*DATA TO PROCESS*.
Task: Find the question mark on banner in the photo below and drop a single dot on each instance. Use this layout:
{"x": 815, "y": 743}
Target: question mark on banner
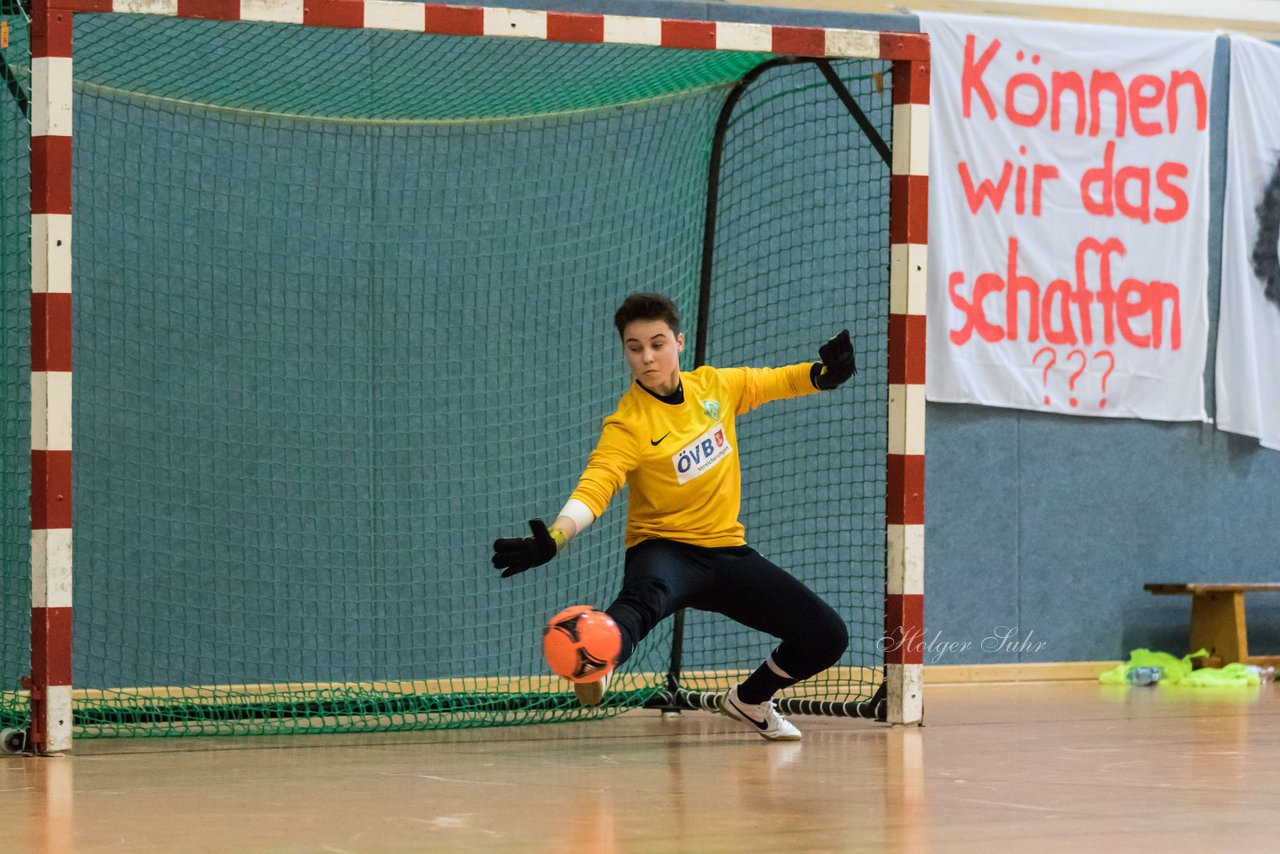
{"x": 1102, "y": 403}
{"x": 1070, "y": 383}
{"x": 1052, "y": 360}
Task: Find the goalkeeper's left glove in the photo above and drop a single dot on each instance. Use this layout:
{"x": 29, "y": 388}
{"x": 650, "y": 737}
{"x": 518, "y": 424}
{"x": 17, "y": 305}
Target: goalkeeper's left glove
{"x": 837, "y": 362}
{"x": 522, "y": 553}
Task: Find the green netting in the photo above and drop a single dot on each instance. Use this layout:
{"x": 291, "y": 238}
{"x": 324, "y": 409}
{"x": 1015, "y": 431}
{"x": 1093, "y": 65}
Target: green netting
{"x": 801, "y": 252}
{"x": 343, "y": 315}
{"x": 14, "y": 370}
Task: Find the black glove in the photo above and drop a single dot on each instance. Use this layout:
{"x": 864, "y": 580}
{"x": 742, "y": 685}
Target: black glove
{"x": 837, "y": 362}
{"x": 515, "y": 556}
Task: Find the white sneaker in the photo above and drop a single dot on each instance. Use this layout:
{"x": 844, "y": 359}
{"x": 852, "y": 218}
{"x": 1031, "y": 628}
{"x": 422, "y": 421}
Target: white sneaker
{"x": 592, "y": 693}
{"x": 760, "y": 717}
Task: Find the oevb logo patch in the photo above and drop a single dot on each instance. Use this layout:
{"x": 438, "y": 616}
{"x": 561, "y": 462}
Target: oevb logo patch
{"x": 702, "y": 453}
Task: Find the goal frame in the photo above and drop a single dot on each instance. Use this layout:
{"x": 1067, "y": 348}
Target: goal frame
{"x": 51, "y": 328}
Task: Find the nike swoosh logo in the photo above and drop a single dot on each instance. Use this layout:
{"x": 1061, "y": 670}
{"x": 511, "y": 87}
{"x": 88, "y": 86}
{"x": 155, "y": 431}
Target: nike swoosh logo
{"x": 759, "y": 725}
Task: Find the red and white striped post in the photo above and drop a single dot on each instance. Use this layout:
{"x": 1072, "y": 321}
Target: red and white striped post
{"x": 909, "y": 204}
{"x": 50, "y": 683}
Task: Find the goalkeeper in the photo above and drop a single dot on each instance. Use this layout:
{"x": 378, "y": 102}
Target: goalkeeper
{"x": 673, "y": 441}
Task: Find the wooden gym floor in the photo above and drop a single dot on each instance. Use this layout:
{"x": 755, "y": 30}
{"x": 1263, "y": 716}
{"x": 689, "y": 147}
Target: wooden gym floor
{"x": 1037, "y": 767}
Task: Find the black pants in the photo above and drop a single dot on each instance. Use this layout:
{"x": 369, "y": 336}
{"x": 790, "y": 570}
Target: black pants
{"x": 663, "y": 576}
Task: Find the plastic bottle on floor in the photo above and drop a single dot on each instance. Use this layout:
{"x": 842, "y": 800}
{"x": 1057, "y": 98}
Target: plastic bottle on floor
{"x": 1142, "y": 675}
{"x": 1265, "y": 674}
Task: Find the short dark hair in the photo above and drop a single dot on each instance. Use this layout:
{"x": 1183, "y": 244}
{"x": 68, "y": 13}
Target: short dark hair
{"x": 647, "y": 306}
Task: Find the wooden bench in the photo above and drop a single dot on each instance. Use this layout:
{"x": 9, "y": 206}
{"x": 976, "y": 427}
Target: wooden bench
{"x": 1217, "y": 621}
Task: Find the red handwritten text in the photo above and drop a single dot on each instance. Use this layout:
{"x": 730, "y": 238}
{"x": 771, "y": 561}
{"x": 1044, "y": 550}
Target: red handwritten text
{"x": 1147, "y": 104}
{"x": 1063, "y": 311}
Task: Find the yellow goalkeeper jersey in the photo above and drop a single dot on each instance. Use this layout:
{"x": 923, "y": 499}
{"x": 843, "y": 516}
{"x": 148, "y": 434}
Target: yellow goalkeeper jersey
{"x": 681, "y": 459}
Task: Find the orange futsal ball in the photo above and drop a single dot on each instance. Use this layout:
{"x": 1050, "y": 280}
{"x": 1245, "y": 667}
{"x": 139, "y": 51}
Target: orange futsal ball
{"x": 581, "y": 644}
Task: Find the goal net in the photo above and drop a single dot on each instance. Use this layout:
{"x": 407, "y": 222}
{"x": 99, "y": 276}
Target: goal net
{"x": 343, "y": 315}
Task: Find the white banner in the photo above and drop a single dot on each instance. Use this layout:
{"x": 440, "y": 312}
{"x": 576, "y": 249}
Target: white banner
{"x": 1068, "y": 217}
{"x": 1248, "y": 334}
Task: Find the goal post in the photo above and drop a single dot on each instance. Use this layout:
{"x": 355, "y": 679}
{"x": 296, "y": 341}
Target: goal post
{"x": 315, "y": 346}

*TASK PROMPT*. Word for word, output the whole listing, but not its pictures.

*RESULT OF THIS TASK*.
Task: Find the question mark on banner in the photo below and drop a single dot on each instance. Use this layout:
{"x": 815, "y": 743}
Target: question mark on banner
{"x": 1102, "y": 403}
{"x": 1070, "y": 383}
{"x": 1052, "y": 360}
Task: Find the goalkeeper's left glove in the photo above and drop a single dot on each instance. Use this layout:
{"x": 29, "y": 388}
{"x": 650, "y": 737}
{"x": 518, "y": 424}
{"x": 17, "y": 305}
Target: goalkeeper's left glove
{"x": 837, "y": 362}
{"x": 522, "y": 553}
Task: Find the green netting in the photo above and drop a single dot on each instance. Use this layout:
{"x": 291, "y": 238}
{"x": 324, "y": 409}
{"x": 1015, "y": 431}
{"x": 1093, "y": 65}
Target: green netting
{"x": 801, "y": 252}
{"x": 343, "y": 315}
{"x": 14, "y": 370}
Task: Find the black glove in the photo above and drop a single dot on each instance. Use this layout:
{"x": 864, "y": 580}
{"x": 742, "y": 685}
Target: black glove
{"x": 837, "y": 362}
{"x": 515, "y": 556}
Task: Find the white sneaker in the photo above and drop a single dot on each instance. Use this layout:
{"x": 844, "y": 359}
{"x": 852, "y": 218}
{"x": 1031, "y": 628}
{"x": 422, "y": 421}
Target: white sneaker
{"x": 592, "y": 693}
{"x": 760, "y": 717}
Task: Find the oevb logo patch in the photo above and drop a single dot on each instance. Use this layout:
{"x": 438, "y": 616}
{"x": 561, "y": 462}
Target: oevb logo patch
{"x": 702, "y": 453}
Task: Find the goal frame in the photo above and drop a single dot on each instance. Use this layout:
{"x": 1067, "y": 348}
Target: goal frame
{"x": 51, "y": 328}
Task: Find the nike swoosh logo in the photo above and drop a single dot on each instance. Use this layout:
{"x": 1061, "y": 670}
{"x": 511, "y": 87}
{"x": 88, "y": 86}
{"x": 155, "y": 431}
Target: nike swoosh logo
{"x": 759, "y": 725}
Task: Find the red and white striped post in the photo above and drop a single dot on each instance. Use this layout:
{"x": 1072, "y": 321}
Target: red and white striped post
{"x": 909, "y": 204}
{"x": 50, "y": 683}
Task: Find the goalkeeper in the photo above and drop a single dot on each instance. Use this layout:
{"x": 378, "y": 102}
Target: goalkeeper
{"x": 673, "y": 441}
Task: Find the wooden gym floor in the photo above and drop a single dot on each instance. Use this layout:
{"x": 755, "y": 30}
{"x": 1263, "y": 716}
{"x": 689, "y": 147}
Target: wooden gym floor
{"x": 1037, "y": 767}
Task: Find the black pants in the photo above and drop a single dot on each instance. Use this layout:
{"x": 369, "y": 336}
{"x": 790, "y": 570}
Target: black pants
{"x": 663, "y": 576}
Task: Find the plastic bottle on floor in the photo above and drop a single dot on each instance. Use this layout:
{"x": 842, "y": 800}
{"x": 1057, "y": 98}
Target: plastic bottle on floor
{"x": 1142, "y": 675}
{"x": 1265, "y": 674}
Task: Find the short dark hair in the photo above and drop a single dot on each instance. Use this layout:
{"x": 1183, "y": 244}
{"x": 68, "y": 13}
Target: short dark hair
{"x": 647, "y": 306}
Task: Find the wooden bench in the photo above and drop a single dot on each instance. Use this layout:
{"x": 9, "y": 206}
{"x": 976, "y": 427}
Target: wooden bench
{"x": 1217, "y": 621}
Task: Find the red handwritten text in the photo above and drop a single dot on each instance. Use this layout:
{"x": 730, "y": 238}
{"x": 771, "y": 561}
{"x": 1044, "y": 550}
Target: red handwritten text
{"x": 1147, "y": 104}
{"x": 1063, "y": 311}
Task: Find the yellow goalkeeper jersey in the photo above and drop a single dot on each instance. Use this layout:
{"x": 923, "y": 499}
{"x": 843, "y": 516}
{"x": 148, "y": 434}
Target: yellow goalkeeper jersey
{"x": 681, "y": 459}
Task: Find the orange futsal ball in the photo above and drop a single dot on each instance. Use this layout:
{"x": 1050, "y": 280}
{"x": 1245, "y": 667}
{"x": 139, "y": 51}
Target: orange futsal ball
{"x": 581, "y": 644}
Task: Find the goal net in the photo above and drop a single dot on each instance. Use this layout:
{"x": 407, "y": 222}
{"x": 99, "y": 276}
Target: goal net
{"x": 343, "y": 315}
Task: Find the white banner in the photo above and drop a single dot on each instance. Use this layout:
{"x": 440, "y": 312}
{"x": 576, "y": 249}
Target: white banner
{"x": 1068, "y": 217}
{"x": 1248, "y": 334}
Task: Find the goal post in the photo above and drop a single dot on each instance. Use this layout:
{"x": 355, "y": 679}
{"x": 296, "y": 341}
Target: goal post
{"x": 315, "y": 346}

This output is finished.